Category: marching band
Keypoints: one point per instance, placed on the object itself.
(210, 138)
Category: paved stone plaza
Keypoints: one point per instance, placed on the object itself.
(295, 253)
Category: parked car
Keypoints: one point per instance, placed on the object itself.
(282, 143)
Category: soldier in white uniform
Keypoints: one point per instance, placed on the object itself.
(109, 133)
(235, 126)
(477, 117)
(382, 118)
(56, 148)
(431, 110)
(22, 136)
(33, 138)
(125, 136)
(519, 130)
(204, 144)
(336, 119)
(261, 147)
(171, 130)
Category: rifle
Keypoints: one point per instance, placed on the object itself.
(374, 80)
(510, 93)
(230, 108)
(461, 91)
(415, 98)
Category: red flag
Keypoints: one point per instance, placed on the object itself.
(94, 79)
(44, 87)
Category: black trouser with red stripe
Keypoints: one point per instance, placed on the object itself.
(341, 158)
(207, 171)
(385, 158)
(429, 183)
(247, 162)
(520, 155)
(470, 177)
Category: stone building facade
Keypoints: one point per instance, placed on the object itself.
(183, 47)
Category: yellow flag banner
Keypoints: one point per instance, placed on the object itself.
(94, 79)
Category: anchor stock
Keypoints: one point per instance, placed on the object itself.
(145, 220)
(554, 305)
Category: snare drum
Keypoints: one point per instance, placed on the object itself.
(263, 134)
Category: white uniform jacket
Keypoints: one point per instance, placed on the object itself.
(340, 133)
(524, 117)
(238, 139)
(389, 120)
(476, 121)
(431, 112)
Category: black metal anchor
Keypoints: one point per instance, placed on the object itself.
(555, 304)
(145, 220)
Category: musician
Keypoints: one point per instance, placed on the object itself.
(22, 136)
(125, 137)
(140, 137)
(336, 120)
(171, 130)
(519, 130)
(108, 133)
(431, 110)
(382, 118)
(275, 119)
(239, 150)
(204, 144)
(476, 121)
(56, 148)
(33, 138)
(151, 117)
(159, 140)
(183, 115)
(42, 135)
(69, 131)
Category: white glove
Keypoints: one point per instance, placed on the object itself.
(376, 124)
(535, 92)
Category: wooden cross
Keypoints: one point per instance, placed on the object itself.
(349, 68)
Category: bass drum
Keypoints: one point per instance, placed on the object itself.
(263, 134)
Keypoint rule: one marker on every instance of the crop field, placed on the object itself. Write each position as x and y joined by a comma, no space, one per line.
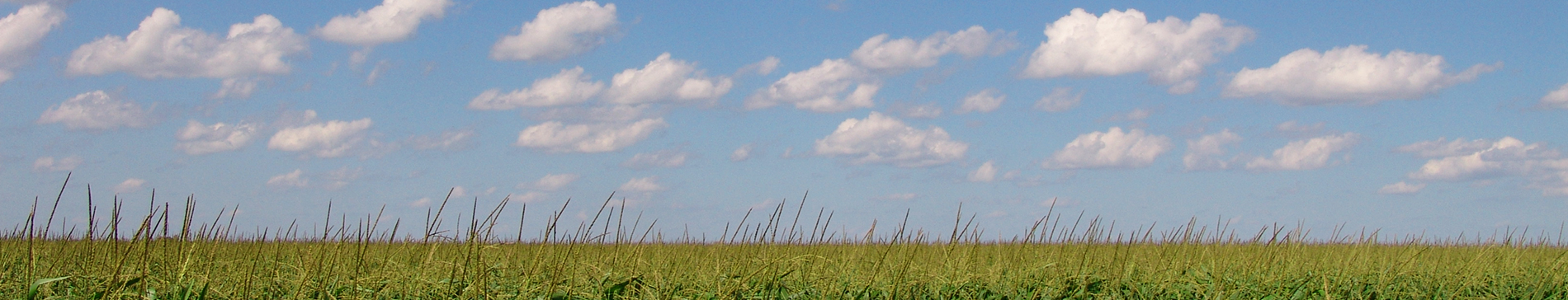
778,254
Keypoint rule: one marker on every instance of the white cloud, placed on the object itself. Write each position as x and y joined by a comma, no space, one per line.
162,49
559,33
1348,75
392,21
1170,50
21,31
566,88
642,185
665,78
204,139
662,158
322,139
1400,188
1205,152
57,165
881,139
824,88
289,180
1109,150
984,174
984,101
1305,153
97,110
1556,99
1059,101
587,138
130,185
883,54
550,181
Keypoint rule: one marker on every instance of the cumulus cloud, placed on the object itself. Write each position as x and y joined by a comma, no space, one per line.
1348,75
1059,101
97,110
559,31
881,139
566,88
984,101
662,158
204,139
824,88
1112,149
1205,152
392,21
665,78
162,49
587,138
1170,50
1305,153
21,31
883,54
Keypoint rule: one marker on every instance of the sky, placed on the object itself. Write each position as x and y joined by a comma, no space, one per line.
1411,118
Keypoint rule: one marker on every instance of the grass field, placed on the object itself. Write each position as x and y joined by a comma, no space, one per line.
780,255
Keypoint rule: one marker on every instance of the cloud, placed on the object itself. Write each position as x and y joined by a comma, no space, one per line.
1205,152
662,158
392,21
204,139
1305,153
883,54
322,139
1112,149
587,138
1118,43
559,31
1400,188
162,49
1348,75
642,185
21,33
984,101
52,165
97,110
1059,101
824,88
881,139
665,78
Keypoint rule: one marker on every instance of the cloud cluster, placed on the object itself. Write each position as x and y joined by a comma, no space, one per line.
559,31
881,139
1170,50
1348,75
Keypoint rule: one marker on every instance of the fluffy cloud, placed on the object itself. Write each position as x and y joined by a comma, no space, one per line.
559,33
881,139
984,101
587,138
1306,153
97,110
322,139
1348,75
203,139
21,31
1109,149
1205,152
824,88
392,21
1170,50
162,49
566,88
883,54
665,78
1059,101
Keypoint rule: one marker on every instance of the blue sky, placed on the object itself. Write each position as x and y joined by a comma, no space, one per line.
1404,116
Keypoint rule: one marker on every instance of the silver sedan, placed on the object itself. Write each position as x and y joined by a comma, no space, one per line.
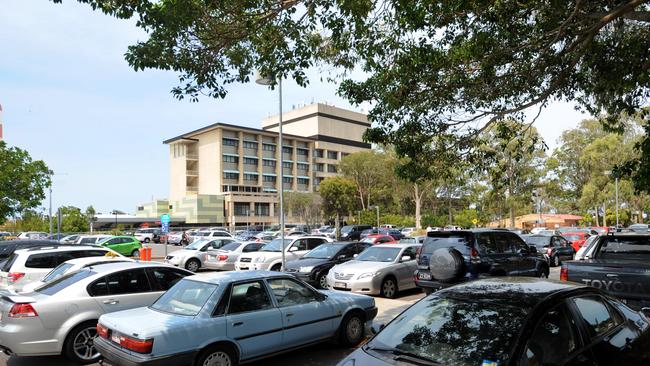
========================
Indiquez, s'il vous plaît, combien de lignes ci-dessus contiennent la chaîne « white ». Donnez ce nombre seul.

4